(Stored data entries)
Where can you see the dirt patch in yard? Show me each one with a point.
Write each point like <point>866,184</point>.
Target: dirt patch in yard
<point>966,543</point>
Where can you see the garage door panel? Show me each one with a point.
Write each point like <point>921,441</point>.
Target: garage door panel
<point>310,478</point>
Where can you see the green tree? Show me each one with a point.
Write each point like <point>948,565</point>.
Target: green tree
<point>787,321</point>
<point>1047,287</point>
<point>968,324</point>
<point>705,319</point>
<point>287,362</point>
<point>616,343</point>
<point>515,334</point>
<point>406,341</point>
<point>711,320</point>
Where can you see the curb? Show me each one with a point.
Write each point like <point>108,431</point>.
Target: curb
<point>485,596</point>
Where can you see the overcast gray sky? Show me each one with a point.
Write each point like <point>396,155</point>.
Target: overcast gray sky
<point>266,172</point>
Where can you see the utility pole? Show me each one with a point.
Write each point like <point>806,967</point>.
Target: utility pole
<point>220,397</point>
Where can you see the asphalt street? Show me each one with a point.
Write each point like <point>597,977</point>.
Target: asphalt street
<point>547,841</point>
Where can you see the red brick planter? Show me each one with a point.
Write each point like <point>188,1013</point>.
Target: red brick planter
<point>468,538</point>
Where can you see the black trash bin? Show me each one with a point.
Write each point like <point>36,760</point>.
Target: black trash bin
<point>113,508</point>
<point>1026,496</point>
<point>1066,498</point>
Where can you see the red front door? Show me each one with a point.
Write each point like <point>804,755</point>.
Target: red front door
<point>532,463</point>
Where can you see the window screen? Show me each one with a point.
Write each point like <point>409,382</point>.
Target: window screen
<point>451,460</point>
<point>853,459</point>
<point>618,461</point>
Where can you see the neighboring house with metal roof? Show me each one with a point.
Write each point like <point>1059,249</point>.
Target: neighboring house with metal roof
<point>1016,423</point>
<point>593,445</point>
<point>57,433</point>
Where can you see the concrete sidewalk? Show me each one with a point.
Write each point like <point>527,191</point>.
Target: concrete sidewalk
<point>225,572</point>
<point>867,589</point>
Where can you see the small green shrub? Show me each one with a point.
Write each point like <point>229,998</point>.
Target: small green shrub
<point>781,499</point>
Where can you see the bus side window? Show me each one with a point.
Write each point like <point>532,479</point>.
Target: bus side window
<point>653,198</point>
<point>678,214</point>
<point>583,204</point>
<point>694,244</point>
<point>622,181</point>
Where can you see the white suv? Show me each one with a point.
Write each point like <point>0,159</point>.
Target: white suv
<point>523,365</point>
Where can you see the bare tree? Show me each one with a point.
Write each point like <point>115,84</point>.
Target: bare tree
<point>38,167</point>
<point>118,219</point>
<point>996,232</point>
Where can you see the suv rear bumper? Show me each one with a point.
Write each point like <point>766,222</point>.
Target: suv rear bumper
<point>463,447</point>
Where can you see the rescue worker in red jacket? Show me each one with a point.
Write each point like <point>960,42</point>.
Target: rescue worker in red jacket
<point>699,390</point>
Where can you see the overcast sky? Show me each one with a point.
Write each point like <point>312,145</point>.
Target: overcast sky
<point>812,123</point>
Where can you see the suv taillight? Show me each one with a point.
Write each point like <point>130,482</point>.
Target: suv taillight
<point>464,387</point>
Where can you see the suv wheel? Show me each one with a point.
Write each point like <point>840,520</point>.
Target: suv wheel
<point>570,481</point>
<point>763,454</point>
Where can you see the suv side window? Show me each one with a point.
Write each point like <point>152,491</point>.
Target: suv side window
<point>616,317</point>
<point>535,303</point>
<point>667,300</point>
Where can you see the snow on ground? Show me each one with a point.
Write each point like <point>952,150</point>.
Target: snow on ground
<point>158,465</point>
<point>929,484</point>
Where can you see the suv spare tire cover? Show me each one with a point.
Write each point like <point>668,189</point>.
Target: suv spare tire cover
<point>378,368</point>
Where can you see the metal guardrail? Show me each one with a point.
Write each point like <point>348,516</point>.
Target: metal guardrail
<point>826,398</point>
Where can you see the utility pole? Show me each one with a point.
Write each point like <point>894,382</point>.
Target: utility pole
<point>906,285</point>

## [Work instruction]
Every line above needs to be retyped exactly.

## [Exercise solution]
Where can you see the dirt patch in yard? Show me each one with a point.
Write each point like <point>866,184</point>.
Target: dirt patch in yard
<point>966,543</point>
Where can you see the garage door panel? Show me each one with a point.
Write each point like <point>921,441</point>.
Target: garage door panel
<point>310,478</point>
Where can you see the green tree? Show me each one with a point.
Write each point like <point>948,565</point>.
Target: green tree
<point>787,321</point>
<point>1047,287</point>
<point>968,324</point>
<point>705,319</point>
<point>287,362</point>
<point>616,343</point>
<point>515,334</point>
<point>406,341</point>
<point>711,320</point>
Where can you see the curb? Show me each one with a point.
Write each point like <point>108,431</point>.
Target: curb
<point>485,596</point>
Where can you see the overcast gray sky? Show me each one with a point.
Write each point like <point>396,155</point>.
Target: overcast gray sky
<point>266,172</point>
Where can you see the utility pole? Show me each one with a point.
Write each point like <point>806,967</point>.
Target: utility pole
<point>220,397</point>
Where can you see the asphalt street? Show me each one with a point.
Write each point like <point>597,977</point>.
Target: asphalt street
<point>547,841</point>
Where can you see the red brick planter? Show me each one with a point.
Write each point like <point>188,1013</point>.
Target: red brick planter
<point>468,538</point>
Where can you see the black trash bin? Show me each one with a point.
Write each point like <point>36,760</point>.
Target: black trash bin
<point>113,508</point>
<point>1026,496</point>
<point>1066,498</point>
Where can you see the red front door? Show me each one with a point.
Write each point like <point>804,755</point>.
Target: red front door
<point>532,463</point>
Where can you see the window screen? Show me each one with a point.
Write each point like <point>409,382</point>.
Target: window screen
<point>451,460</point>
<point>853,459</point>
<point>618,461</point>
Where can you see the neighboring house with metal roof? Show me each one with a point.
Write each point like <point>1059,249</point>.
Target: neighboring house with metal roof
<point>1016,423</point>
<point>593,445</point>
<point>57,433</point>
Where can you see the concrete sidewalk? Show me each one with a point.
Write each point like <point>527,191</point>.
Target: concrete sidewalk
<point>225,572</point>
<point>867,589</point>
Where can you see the small green shrub? Show me each one with a point.
Write each point like <point>229,998</point>.
Target: small green shrub
<point>781,499</point>
Where can you see the bus side window? Show me each one with a point.
Write each point like <point>532,479</point>.
Target: bus side window
<point>653,198</point>
<point>678,214</point>
<point>583,204</point>
<point>694,244</point>
<point>622,181</point>
Where can you see the white suv? Show me each one with a point.
Write each point like <point>0,159</point>.
Target: white suv
<point>523,365</point>
Where can you see the bare tree? Show me each one with a point.
Write each point like <point>115,84</point>.
Target: bare tree
<point>38,167</point>
<point>118,219</point>
<point>996,232</point>
Where can you see the suv rear bumper? Show me each one with a point.
Write each point like <point>766,222</point>.
Target: suv rear bumper
<point>463,447</point>
Where can you see the rescue worker in red jacket? Show me each one with a point.
Write each point like <point>960,42</point>.
Target: rescue worker in red jacket
<point>699,390</point>
Where can you see the overcast sky? Show me each one with a point.
Write each point like <point>312,145</point>.
Target: overcast sky
<point>812,123</point>
Where can you see the suv taillight? Show me each one with a point.
Write each point like <point>130,482</point>.
Target: suv taillight
<point>464,387</point>
Where can you see the suv wheel? Show me each one with a point.
Write each point like <point>840,520</point>.
Target: suv wheel
<point>570,481</point>
<point>763,454</point>
Where can you see the suv side window? Show me each one with a point.
Write each point like <point>152,491</point>.
Target: suv side window
<point>616,317</point>
<point>535,303</point>
<point>667,300</point>
Where can you see the snow on ground? Show me each one with a point.
Write each point like <point>952,150</point>.
Target: snow on ground
<point>158,465</point>
<point>929,484</point>
Where can you see the suv spare tire cover? Show me each one with a point.
Write each point like <point>668,189</point>.
Target: suv spare tire cover
<point>378,368</point>
Where can you see the metal guardrail? Show me each one with a point.
Write each point like <point>348,516</point>.
Target: metal guardrail
<point>826,398</point>
Where can you see the utility pole? Show me each one with a point.
Write each point like <point>894,382</point>.
Target: utility pole
<point>906,285</point>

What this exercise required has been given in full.